All that is wanted is the span of lines from the one with "of the shrub" to the last line of the data, copied exactly.

======

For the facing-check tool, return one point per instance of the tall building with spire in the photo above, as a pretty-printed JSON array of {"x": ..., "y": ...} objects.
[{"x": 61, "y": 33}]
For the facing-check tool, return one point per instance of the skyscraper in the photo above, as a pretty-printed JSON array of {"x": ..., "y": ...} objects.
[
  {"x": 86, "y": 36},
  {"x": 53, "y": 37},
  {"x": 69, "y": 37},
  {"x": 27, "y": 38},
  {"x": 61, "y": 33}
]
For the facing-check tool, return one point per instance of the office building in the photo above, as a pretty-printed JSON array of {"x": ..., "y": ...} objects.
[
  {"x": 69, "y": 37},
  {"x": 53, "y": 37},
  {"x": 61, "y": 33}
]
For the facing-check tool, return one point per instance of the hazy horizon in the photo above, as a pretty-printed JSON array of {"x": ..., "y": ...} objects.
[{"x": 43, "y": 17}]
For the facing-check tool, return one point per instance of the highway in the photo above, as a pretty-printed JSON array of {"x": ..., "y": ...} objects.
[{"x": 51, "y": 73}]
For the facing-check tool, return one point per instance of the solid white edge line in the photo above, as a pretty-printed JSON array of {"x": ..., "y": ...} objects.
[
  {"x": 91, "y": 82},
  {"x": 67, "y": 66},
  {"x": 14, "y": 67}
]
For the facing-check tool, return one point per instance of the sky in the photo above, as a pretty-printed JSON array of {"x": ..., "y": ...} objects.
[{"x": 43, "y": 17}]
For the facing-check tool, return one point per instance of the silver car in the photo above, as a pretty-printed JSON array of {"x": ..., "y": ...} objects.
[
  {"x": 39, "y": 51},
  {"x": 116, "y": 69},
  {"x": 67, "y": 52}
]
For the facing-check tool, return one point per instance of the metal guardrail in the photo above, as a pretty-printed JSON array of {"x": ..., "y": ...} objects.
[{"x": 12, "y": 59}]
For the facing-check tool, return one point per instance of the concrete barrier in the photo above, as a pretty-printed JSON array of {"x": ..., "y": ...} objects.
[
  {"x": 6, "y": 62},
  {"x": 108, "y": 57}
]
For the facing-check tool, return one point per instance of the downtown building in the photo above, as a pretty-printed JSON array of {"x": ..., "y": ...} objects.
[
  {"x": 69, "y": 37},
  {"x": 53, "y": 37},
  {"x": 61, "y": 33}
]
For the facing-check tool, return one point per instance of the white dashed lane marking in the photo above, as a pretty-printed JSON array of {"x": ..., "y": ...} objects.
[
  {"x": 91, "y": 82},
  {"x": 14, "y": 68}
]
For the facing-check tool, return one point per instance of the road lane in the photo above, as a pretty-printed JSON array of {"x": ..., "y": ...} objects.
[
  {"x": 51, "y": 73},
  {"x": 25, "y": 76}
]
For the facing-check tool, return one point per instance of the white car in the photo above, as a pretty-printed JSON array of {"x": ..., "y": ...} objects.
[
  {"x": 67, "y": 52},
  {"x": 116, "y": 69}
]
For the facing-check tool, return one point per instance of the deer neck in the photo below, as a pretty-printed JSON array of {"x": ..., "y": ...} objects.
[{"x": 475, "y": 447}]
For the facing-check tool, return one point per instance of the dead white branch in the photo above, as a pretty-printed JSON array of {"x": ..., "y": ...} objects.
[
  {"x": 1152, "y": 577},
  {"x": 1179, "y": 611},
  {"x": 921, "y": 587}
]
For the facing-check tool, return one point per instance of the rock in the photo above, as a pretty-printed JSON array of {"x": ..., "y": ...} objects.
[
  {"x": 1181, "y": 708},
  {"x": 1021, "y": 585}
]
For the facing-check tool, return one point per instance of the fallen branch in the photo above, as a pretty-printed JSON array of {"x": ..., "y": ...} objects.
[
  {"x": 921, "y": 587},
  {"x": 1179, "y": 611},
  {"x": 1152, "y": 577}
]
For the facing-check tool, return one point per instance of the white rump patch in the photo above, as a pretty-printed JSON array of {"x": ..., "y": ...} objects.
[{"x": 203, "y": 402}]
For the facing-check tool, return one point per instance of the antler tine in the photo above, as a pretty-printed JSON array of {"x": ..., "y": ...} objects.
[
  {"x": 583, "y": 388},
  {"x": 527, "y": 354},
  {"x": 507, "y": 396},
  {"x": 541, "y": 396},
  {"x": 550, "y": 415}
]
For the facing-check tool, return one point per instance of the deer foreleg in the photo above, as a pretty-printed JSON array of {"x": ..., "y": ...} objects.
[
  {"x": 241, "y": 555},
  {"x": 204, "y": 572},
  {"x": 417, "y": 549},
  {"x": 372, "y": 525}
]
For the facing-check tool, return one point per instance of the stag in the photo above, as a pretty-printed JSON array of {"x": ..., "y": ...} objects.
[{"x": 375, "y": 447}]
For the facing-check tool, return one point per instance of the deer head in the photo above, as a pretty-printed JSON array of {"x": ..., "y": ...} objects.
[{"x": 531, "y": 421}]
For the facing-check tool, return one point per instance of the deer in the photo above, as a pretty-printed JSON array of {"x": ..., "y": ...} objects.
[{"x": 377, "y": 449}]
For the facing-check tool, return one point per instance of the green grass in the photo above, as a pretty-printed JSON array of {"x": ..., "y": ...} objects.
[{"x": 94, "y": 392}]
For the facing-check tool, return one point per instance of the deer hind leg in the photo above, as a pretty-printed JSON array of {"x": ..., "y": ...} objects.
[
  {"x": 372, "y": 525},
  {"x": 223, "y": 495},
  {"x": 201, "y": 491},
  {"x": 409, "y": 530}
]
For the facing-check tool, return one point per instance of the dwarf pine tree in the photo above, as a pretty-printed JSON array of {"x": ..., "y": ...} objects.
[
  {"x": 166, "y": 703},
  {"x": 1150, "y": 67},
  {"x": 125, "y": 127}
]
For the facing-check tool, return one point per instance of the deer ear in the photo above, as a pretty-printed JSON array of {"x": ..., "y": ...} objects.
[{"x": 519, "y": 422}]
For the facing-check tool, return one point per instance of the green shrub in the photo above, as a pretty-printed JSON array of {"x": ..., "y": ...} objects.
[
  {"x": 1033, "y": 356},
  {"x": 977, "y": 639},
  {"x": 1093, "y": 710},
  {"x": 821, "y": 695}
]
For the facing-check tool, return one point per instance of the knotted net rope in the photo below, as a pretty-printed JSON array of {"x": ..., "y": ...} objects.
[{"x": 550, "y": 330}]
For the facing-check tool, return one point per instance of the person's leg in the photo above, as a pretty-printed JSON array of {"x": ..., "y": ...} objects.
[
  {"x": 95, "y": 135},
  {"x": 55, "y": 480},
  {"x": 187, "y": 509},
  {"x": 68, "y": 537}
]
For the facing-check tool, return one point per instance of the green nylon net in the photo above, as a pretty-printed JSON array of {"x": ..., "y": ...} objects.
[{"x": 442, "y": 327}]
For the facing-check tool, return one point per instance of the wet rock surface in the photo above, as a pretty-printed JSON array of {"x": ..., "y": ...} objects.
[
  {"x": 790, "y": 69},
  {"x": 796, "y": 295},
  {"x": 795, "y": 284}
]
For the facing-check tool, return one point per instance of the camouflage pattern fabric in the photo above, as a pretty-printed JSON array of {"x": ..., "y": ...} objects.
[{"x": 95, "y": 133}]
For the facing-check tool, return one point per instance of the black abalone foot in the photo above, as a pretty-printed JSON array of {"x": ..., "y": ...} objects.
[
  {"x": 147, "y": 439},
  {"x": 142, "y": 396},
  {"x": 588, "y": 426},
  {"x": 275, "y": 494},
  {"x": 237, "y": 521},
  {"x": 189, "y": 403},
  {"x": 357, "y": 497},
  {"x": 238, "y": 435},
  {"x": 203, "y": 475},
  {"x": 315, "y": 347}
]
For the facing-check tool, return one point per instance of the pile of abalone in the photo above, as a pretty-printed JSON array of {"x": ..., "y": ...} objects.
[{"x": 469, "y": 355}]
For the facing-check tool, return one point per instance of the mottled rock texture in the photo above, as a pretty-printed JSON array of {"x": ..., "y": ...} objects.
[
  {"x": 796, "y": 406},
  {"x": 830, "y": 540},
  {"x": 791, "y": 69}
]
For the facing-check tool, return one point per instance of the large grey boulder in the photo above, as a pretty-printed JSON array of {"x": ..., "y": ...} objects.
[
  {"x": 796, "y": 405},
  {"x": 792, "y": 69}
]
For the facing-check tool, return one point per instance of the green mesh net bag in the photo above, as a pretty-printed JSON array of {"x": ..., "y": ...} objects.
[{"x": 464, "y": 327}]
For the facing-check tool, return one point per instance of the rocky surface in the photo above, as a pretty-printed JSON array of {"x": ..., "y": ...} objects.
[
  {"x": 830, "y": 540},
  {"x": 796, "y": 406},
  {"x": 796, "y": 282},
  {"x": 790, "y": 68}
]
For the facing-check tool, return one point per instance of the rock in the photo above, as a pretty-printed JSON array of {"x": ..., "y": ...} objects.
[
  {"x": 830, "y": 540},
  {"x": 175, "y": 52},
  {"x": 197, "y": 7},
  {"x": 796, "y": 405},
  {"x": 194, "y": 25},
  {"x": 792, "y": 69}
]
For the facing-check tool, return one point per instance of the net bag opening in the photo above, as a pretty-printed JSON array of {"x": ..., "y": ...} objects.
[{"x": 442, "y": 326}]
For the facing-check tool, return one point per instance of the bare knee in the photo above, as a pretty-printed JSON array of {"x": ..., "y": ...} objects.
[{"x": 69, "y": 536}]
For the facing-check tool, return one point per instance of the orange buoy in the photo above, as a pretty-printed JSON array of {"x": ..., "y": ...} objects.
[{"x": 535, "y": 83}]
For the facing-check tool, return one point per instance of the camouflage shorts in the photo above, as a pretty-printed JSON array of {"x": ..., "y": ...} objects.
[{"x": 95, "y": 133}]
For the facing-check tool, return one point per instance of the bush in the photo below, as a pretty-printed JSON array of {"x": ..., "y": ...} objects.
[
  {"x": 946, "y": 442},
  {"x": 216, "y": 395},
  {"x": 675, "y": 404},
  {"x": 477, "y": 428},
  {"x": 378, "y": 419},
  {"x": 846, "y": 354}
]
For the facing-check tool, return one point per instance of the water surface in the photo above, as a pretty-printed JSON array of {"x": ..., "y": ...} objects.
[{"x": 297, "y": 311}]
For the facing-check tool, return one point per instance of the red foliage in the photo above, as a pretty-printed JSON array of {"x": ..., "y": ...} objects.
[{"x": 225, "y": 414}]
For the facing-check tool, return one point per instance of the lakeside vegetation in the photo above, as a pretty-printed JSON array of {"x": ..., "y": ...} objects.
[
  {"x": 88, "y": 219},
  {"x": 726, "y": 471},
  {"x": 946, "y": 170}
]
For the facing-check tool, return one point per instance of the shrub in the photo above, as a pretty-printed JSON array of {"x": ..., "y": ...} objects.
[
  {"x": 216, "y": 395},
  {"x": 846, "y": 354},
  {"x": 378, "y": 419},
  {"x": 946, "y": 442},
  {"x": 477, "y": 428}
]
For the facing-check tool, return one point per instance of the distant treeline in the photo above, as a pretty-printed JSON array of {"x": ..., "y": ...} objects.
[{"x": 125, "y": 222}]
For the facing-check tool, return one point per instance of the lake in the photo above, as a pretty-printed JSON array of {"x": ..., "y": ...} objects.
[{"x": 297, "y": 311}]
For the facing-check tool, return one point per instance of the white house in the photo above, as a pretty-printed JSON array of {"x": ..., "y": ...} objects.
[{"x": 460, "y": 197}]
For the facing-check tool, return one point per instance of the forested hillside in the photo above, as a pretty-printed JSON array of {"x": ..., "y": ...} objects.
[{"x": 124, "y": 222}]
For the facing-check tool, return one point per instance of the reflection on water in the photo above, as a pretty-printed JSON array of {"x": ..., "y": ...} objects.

======

FINISHED TASK ->
For the facing-check tool, return one point per instance of the shrub in the photo above, as a pretty-printed JSON array of {"x": ..., "y": ...} objects.
[
  {"x": 216, "y": 395},
  {"x": 846, "y": 354},
  {"x": 378, "y": 419},
  {"x": 946, "y": 442},
  {"x": 477, "y": 428}
]
For the facing-check tool, return one point per instance of the distant treeline in the photo above, as a pretty-printed JSON array of {"x": ..., "y": ...} objects.
[{"x": 125, "y": 222}]
For the facing-check tool, return one point per instance of the lake in the photo above, as a pretty-printed JSON array of {"x": ..., "y": ...} objects.
[{"x": 297, "y": 311}]
For the facing-check tool, return one point per instance of the white house in the photo above, as a pretty-printed JSON array of {"x": ..., "y": ...} objects.
[{"x": 460, "y": 197}]
For the facing-check tool, return one point per instance of the forested hillside in the photo above, as a pretty-printed JSON array of {"x": ..., "y": ...} objects.
[{"x": 124, "y": 222}]
For the facing-check tool, return one point per instance of the reflection on water in the photo above, as a pretty-printed JSON array of {"x": ..., "y": ...} objects.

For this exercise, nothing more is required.